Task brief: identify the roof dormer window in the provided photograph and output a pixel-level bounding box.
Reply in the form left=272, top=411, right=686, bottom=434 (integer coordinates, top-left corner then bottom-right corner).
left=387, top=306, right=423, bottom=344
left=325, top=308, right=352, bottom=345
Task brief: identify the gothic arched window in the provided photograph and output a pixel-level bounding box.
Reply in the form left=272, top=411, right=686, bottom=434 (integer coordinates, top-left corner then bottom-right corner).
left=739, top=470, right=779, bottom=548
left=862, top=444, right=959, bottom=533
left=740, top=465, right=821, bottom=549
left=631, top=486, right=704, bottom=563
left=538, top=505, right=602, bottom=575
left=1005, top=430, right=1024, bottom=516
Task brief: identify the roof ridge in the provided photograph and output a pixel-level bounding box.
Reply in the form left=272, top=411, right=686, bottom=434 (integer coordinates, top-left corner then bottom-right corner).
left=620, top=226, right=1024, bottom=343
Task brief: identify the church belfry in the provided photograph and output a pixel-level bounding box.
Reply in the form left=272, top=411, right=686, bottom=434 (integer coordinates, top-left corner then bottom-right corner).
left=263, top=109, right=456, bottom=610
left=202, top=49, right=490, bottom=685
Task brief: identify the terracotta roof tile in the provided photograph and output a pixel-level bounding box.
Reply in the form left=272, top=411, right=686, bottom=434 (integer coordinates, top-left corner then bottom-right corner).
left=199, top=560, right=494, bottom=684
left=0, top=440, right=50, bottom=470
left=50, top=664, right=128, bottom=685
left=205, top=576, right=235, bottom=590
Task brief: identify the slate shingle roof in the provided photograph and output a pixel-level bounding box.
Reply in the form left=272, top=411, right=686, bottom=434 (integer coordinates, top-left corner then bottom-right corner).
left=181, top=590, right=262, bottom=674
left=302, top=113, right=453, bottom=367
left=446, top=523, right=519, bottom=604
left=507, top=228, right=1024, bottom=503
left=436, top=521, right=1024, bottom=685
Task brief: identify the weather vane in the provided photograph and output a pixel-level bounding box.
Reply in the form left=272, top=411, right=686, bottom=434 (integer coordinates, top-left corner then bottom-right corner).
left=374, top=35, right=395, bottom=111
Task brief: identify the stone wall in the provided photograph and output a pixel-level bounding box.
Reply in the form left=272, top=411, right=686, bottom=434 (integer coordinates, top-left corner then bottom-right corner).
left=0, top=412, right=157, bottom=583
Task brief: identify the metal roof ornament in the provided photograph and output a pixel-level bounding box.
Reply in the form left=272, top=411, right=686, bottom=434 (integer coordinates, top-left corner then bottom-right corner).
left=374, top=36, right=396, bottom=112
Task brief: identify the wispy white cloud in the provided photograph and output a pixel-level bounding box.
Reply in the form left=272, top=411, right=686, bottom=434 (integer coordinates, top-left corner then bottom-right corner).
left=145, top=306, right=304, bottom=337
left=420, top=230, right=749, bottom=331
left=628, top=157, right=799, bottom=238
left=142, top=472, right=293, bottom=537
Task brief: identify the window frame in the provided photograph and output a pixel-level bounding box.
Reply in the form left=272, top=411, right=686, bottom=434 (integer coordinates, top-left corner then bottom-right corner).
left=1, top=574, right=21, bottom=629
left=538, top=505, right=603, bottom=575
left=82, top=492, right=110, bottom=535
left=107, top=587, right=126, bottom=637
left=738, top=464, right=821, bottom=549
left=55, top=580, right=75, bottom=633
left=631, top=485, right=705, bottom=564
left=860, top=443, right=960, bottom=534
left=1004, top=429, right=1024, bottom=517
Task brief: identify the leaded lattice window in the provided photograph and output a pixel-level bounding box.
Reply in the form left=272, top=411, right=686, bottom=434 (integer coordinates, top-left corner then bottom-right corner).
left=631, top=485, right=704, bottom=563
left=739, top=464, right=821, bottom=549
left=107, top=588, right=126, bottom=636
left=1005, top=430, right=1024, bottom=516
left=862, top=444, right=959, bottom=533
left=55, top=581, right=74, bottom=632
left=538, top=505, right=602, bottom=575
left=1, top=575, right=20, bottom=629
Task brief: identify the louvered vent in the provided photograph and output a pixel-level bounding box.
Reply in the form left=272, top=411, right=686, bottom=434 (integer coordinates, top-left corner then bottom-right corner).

TRY IT: Across the records above, how many lines does the word "roof" appear on? Reply with the number only.

SOLUTION TO THE PROBLEM: 5